[YOUR INSTRUCTIONS]
Copy out each line from the material where the word "photo" is found.

[EXERCISE INPUTS]
::::::::

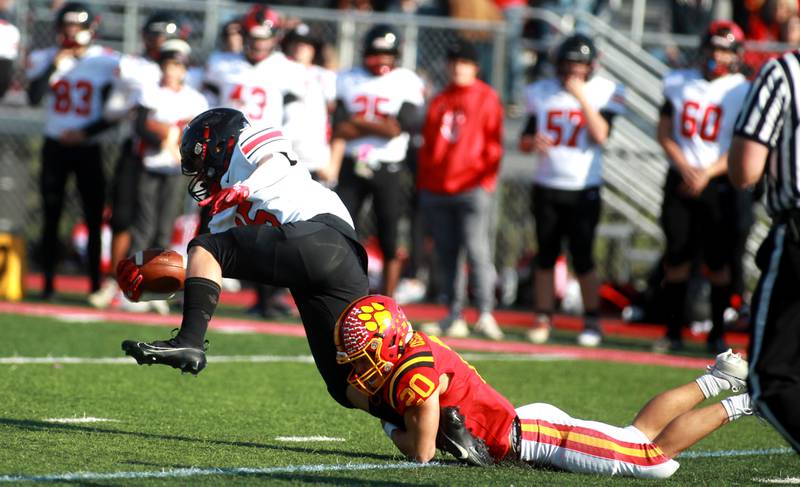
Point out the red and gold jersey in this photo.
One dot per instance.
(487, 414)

::::::::

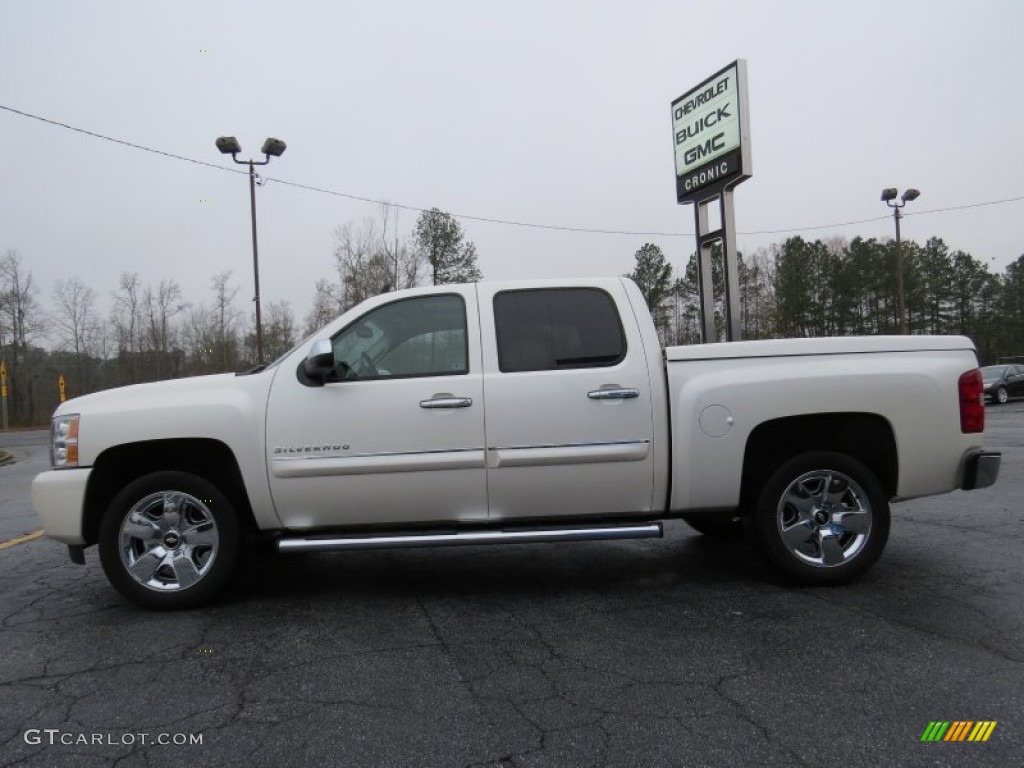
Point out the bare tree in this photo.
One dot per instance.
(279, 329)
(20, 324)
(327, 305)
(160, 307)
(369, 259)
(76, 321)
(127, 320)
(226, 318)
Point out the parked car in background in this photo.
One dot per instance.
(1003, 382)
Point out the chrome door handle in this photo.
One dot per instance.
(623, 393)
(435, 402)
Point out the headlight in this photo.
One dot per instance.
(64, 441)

::::::::

[SOLUTION BELOW]
Point out the red and gold jersey in this photo.
Point out the bare tree in this photo.
Point out the parked car in background in this photo.
Point out the chrome door handle in this photo.
Point out the headlight in this photo.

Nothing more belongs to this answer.